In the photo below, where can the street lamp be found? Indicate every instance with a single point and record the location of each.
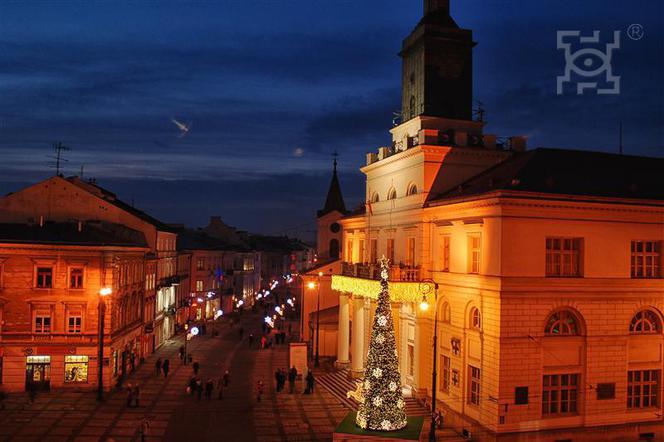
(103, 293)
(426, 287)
...
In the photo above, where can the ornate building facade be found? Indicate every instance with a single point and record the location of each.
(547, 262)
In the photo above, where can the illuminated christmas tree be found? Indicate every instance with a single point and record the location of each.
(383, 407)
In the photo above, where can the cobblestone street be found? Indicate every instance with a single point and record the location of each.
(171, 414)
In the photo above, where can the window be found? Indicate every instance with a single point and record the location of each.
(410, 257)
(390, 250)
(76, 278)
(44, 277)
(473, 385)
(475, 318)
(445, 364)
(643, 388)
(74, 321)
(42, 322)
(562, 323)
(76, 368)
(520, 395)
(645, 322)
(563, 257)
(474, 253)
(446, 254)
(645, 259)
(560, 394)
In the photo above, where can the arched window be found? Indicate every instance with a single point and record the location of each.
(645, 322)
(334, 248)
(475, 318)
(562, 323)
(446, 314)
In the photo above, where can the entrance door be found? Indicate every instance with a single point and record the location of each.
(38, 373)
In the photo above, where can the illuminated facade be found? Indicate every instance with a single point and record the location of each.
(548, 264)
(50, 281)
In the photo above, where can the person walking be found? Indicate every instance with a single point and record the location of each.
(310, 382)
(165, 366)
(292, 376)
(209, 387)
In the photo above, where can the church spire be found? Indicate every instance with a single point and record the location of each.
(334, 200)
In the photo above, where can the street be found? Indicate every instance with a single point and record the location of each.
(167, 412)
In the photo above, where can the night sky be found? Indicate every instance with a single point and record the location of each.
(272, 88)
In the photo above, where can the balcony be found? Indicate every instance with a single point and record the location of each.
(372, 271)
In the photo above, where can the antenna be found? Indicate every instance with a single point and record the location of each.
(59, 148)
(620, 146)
...
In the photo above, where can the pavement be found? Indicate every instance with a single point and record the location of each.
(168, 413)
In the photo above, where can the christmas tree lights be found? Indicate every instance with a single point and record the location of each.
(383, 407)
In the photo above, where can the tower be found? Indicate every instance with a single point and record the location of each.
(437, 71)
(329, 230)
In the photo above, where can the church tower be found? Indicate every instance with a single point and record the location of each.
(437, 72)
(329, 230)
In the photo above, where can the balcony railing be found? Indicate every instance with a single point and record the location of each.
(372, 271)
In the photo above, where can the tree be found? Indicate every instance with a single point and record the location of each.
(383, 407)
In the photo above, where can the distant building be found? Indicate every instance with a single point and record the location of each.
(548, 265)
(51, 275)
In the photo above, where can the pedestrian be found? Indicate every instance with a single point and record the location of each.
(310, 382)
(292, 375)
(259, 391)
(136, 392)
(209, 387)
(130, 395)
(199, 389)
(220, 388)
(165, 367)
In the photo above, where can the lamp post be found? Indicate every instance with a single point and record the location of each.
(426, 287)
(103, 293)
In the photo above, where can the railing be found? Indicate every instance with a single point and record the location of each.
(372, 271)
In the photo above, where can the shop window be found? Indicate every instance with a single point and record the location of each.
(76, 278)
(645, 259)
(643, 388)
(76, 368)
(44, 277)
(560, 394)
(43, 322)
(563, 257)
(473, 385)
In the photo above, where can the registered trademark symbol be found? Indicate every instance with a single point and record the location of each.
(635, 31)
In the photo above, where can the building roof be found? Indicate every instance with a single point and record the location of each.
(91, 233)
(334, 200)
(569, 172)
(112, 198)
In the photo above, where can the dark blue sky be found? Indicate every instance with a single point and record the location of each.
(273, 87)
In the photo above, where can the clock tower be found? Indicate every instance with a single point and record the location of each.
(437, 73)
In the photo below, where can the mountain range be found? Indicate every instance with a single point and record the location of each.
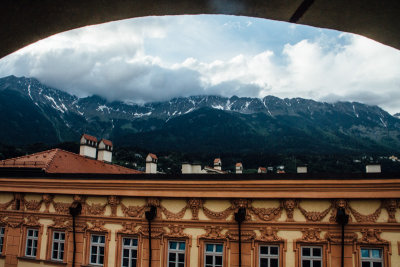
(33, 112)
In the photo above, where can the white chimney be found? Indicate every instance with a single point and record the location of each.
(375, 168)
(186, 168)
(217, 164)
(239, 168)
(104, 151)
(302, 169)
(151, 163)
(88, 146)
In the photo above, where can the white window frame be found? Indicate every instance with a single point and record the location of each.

* **WHAT IS EXPECTED**:
Look above for the line containing "In the photo above, where can the white chimney" and the line containing "In the photo above, where can the white window". Transcribe both, with the lines between them, exactly.

* **RESULT BELOW**:
In the photo above, where can the white chimney be found? Indicate every instance with a single point and record the location of each.
(375, 168)
(186, 168)
(217, 164)
(239, 168)
(104, 151)
(302, 169)
(151, 163)
(88, 146)
In the photo above, where can the white window frame be found? Indicate every instance with a single point and record the location of each.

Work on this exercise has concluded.